What this task involves — Copy the records from the line with "Expected: for every instance of the green" up to and including the line with "[[171, 88], [14, 14], [403, 178], [52, 226], [560, 205]]", putting "leafy tree" wherever "green tree" appears and changing nothing else. Give only those lines.

Recorded data —
====
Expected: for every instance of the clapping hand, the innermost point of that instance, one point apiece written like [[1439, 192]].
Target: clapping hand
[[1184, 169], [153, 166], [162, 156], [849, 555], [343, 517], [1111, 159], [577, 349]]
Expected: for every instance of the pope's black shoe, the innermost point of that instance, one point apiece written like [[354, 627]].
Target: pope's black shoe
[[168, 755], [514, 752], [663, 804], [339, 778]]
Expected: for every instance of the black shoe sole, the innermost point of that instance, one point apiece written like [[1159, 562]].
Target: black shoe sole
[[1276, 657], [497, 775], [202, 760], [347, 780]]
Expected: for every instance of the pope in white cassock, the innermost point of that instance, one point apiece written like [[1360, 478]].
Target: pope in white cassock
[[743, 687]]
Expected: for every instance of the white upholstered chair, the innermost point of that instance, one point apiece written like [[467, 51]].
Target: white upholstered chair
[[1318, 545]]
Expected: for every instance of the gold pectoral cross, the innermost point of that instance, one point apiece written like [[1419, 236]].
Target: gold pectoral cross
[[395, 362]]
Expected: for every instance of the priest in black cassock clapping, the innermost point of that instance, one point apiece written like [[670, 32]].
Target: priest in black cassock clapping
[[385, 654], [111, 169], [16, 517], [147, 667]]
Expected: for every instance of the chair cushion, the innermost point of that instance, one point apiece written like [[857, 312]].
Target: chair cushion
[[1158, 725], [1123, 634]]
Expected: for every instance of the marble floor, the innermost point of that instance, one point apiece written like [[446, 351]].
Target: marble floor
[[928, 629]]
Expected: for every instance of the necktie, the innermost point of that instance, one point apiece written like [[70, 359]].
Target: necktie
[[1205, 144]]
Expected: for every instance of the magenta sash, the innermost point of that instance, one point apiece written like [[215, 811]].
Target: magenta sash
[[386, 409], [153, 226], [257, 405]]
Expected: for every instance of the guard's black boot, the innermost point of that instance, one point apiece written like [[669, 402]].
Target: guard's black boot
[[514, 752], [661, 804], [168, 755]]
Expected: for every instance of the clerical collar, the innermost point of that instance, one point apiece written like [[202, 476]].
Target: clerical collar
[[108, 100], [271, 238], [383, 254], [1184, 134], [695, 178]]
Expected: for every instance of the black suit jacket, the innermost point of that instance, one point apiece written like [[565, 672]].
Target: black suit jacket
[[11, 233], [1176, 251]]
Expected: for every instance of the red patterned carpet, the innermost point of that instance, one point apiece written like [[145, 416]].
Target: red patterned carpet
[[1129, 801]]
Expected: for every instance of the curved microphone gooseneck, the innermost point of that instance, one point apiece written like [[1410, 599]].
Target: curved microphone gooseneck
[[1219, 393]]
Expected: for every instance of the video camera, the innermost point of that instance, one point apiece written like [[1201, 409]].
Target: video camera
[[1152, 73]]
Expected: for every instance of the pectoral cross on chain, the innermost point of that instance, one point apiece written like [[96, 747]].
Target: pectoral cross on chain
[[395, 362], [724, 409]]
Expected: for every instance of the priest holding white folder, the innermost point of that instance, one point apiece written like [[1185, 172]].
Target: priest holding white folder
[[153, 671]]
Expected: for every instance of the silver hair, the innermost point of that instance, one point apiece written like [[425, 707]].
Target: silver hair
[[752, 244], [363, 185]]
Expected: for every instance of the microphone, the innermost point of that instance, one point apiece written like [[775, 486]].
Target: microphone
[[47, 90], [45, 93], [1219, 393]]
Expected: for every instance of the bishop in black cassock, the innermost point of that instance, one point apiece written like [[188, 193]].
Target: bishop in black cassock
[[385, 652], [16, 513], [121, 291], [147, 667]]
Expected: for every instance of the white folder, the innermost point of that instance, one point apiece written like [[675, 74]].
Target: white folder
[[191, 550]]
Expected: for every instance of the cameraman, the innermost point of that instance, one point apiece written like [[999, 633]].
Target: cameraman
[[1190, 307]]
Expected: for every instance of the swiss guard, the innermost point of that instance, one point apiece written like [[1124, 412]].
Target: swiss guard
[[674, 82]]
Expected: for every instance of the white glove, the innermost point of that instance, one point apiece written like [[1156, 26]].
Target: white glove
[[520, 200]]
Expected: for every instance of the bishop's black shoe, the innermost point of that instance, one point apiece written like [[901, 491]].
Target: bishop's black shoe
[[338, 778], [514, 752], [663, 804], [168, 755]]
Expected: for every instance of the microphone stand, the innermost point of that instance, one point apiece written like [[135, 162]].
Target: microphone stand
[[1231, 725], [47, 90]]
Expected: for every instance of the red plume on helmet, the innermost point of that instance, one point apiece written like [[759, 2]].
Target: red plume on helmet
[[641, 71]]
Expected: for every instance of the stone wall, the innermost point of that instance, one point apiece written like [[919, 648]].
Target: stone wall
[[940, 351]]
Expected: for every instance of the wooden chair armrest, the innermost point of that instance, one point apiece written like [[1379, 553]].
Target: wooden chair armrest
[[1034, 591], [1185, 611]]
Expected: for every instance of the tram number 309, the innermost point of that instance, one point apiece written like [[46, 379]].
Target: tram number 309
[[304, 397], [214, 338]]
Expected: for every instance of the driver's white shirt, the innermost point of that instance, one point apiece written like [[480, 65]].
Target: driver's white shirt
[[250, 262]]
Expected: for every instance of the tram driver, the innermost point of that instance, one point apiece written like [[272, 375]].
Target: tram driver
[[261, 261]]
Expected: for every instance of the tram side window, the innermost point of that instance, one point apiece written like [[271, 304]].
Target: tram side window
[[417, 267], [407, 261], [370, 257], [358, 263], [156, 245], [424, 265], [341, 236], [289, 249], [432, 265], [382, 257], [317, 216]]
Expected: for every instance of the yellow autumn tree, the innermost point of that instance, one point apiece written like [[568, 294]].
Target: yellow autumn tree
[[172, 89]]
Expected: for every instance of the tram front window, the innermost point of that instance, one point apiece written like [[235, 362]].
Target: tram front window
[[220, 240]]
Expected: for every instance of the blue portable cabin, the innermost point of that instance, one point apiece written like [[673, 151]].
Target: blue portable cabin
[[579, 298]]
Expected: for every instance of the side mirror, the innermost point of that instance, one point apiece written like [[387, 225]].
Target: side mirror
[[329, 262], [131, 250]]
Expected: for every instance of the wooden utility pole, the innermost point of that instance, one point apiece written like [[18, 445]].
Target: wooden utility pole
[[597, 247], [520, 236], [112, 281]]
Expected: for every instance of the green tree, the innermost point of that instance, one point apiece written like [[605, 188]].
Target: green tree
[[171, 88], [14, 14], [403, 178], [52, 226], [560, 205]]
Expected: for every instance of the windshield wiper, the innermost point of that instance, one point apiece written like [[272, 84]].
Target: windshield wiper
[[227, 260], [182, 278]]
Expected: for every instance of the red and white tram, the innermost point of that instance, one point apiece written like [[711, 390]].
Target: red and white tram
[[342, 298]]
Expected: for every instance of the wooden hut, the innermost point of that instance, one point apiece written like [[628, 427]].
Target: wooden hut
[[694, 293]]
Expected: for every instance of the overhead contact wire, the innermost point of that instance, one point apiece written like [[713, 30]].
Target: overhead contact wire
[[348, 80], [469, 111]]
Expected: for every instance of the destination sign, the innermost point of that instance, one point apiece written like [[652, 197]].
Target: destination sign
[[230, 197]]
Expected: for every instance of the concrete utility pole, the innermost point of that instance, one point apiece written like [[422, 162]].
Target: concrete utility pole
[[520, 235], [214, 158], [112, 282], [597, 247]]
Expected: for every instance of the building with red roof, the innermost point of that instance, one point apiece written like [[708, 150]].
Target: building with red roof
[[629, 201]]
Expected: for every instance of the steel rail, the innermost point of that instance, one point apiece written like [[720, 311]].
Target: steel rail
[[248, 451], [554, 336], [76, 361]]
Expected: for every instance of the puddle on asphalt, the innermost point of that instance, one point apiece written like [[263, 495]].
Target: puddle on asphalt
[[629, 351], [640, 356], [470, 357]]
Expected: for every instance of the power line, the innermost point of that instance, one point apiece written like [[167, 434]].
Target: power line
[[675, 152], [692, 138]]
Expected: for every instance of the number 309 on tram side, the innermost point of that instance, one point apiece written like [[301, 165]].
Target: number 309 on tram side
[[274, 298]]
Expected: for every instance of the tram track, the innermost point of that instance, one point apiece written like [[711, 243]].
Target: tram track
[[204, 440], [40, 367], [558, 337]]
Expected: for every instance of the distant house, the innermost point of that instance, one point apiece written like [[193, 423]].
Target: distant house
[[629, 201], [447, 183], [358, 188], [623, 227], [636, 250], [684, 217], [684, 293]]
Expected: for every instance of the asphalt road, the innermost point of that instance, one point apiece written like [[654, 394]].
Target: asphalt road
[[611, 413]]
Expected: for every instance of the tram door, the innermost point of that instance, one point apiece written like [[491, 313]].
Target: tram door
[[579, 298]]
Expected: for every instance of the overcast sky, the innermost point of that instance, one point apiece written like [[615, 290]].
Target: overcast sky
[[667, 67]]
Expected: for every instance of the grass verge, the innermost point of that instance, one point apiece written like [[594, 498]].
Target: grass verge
====
Finished answer —
Expected: for every instance of the leafy tree, the innermost point of that instance, one point apiece written like [[605, 188]].
Target: leafy tree
[[171, 88], [14, 14], [403, 178], [52, 226], [560, 205]]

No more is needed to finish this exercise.